What you need to do:
• A. In the Santiago Oñate Laborde biography, starting at "Personal details" and ending at "Revolutionary Party (PRI).", swap "Mexico City" for "Ciudad de México".
• B. According to the Santiago Oñate Laborde biography, in what year did he graduate from the UNAM law faculty?
• C. Go on with the Santiago Oñate Laborde biography from where it stops.

Given passage:
Permanent Observer of Mexico to the Council of Europe
- Incumbent
- Assumed office 1 August 2013
- Preceded by: Lydia Madero García

37th President of the Institutional Revolutionary Party
- In office 18 August 1995 – 13 December 1996
- Preceded by: María de los Ángeles Moreno
- Succeeded by: Humberto Roque Villanueva

Secretary of Labor and Social Welfare of Mexico
- In office 1 December 1994 – 18 August 1995
- President: Ernesto Zedillo
- Preceded by: Manuel Gómez Peralta
- Succeeded by: Javier Bonilla

President of the Chamber of Deputies
- In office 1 October 1987 – 31 October 1987
- Preceded by: Elba Esther Gordillo
- Succeeded by: César Augusto Santiago

Member of the Chamber of Deputies for the Federal District's 25th district
- In office 1 September 1985 – 31 August 1988
- Preceded by: Jesús Salazar Toledano
- Succeeded by: Demetrio Sodi

Personal details
- Born: 24 May 1949 (age 77) Mexico City, Mexico
- Party: Partido Revolucionario Institucional
- Alma mater: Universidad Nacional Autónoma de México

= Santiago Oñate Laborde =

Mexican lawyer and politician

Santiago Oñate Laborde (b. Mexico City, 1949) is a Mexican lawyer and politician affiliated with the Institutional Revolutionary Party (PRI).

Oñate Laborde graduated as lawyer from the law faculty in the Universidad Nacional Autónoma de México (UNAM) in 1972. He has gone on to serve in several positions inside the PRI and in the Mexican government. He was elected to the Chamber of Deputies in 1985 and to the Federal District Legislative Assembly upon expiration of his term as a federal legislator in 1998. In 1991 and 1992 he served as Ambassador to the Organization of American States and, in 1993, as the head of the Environmental Attorney's Office (Procuraduría Federal de Protección al Medio Ambiente or PROFEPA). In 1995 he was designated President of the PRI. He served for President Carlos Salinas as the head of the Presidency's Office (Oficina de la Presidencia). President Ernesto Zedillo appointed him as Secretary of Labor.

Listed records:
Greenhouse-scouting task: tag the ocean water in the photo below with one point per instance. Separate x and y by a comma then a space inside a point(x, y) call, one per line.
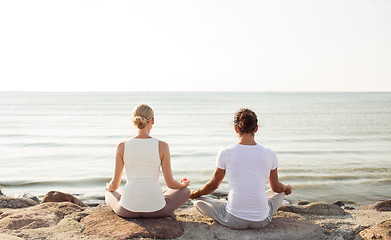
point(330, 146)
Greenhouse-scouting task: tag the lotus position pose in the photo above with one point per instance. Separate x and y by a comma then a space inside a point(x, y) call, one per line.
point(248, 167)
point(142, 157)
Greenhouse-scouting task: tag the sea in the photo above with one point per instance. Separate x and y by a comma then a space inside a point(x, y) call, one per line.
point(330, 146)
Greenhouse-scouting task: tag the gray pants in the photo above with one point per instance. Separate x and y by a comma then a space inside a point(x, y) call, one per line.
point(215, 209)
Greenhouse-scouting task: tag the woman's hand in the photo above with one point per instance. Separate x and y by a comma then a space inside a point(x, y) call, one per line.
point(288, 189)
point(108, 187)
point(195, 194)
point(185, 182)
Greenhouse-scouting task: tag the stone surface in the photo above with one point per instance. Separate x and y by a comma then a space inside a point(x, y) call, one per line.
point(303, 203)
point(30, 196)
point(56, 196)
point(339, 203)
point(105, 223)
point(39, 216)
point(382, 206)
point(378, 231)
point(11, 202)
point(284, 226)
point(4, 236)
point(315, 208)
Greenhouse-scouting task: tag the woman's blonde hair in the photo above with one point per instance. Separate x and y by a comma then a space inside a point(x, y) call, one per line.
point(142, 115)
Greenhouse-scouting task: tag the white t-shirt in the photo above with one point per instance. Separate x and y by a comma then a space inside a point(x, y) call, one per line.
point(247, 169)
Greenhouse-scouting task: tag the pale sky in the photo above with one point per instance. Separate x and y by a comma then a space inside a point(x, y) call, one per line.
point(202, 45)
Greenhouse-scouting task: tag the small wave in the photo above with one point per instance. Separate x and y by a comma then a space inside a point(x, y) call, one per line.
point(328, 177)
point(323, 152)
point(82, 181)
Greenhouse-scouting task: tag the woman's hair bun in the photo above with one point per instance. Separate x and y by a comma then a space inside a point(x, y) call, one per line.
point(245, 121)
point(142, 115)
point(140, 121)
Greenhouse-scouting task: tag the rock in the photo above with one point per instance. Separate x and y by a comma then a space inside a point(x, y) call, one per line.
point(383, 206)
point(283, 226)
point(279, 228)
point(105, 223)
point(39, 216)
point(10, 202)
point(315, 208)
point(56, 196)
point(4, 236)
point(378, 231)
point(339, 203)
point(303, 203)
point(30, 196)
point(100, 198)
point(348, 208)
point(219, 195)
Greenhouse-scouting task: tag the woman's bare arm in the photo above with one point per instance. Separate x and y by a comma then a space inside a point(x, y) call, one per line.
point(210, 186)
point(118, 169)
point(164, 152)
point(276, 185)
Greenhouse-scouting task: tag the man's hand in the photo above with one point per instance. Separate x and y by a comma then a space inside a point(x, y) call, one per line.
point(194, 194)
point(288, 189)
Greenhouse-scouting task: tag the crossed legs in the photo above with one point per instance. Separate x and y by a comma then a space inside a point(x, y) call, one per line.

==

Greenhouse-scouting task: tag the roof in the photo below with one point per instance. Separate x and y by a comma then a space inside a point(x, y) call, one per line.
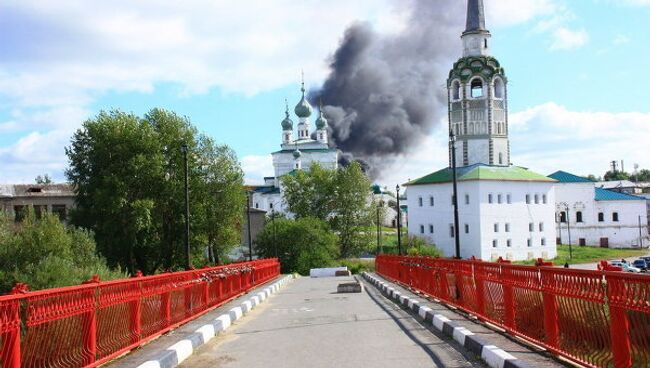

The responses:
• A.
Personal details
- Born: 24 May 1949 (age 77) Ciudad de México, Mexico
- Party: Partido Revolucionario Institucional
- Alma mater: Universidad Nacional Autónoma de México

= Santiago Oñate Laborde =

Mexican lawyer and politician

Santiago Oñate Laborde (b. Ciudad de México, 1949) is a Mexican lawyer and politician affiliated with the Institutional Revolutionary Party (PRI).

• B. In 1972.

• C.
In 1997, Oñate Laborde became Ambassador of Mexico to the United Kingdom, position he would hold until 2001, year when he became Ambassador of Mexico to the Netherlands. While serving as ambassador in the Netherlands, he also acted as the Permanent Representative of Mexico to the Organisation for the Prohibition of Chemical Weapons. His term as ambassador ended in 2003, but he would continue his activities in the OPCW, serving as legal adviser and later on as special adviser to the Director General. In 2013 he became the Permanent Observer of Mexico to the Council of Europe, in Strasbourg, France.

He pursued further studies at the London School of Economics and Political Science and at the University of Wisconsin, the latter of which also saw him as professor, along with the Universidad Autónoma Metropolitana, the Universidad Nacional Autónoma de México, and Leiden University.

He was appointed as Honorary Officer of the Order of the British Empire (OBE) in the 2025 Special Honours for services to International Diplomacy and the Rule of Law.

==Publications==
- Laborde, Santiago Oñate (1978). "El acceso a la justicia y los no privilegiados en México (Access to justice and the underprivileged in Mexico)"
- Woolomes Tabassi, Lisa (2010). "OPCW: The Legal Texts"
- "La Acción Procesal en la doctrina y en el derecho positivo mexicano", Mexico, 1972.
- "El Estado y el Derecho", S. Oñate and D. Pantoja, Anuies-Edicol, Mexico, 1977.
- "Evolución del Derecho Procesal Mexicano", in LXXV Años de Evolución Jurídica en el Mundo, UNAM, Instituto de Investigaciones Jurídicas, Mexico, 1978.
- "Legal Aid in Mexico", in F. Zemans Legal Aid, Pinter Publishers, London, 1979.
- "Legal Needs of the Poor and Disadvantaged", B. Garth, ed., Madison, Wisconsin, 1983.
- "Los trabajadores migratorios frente a la justicia norteamericana", S.T.P.S.-FONEP, Mexico, 1983.
- "El papel de juez en la resolución de Litigios Familiares", in International Congress of Comparative Law; National reports, H. Nakamura (ed.) Tokio, Japan, 1984.
- "Administración de justicia y composición de conflictos laborales", in El Obrero Mexicano, Vol. 4, 21st century, Mexico, 1985.
- "El Veto Suspensivo", in El Refrendo y las Relaciones entre el Congreso y el Ejecutivo, UNAM-Porrúa, 1987.
- "El regimen de partidos", in Jornadas Jurídicas Nacionales, Fenase-Porrúa, 1987.
- "Fuentes e interpretación del derecho parlamentario", in Derecho Parlamentario Iberoamericano, Porrúa, 1987.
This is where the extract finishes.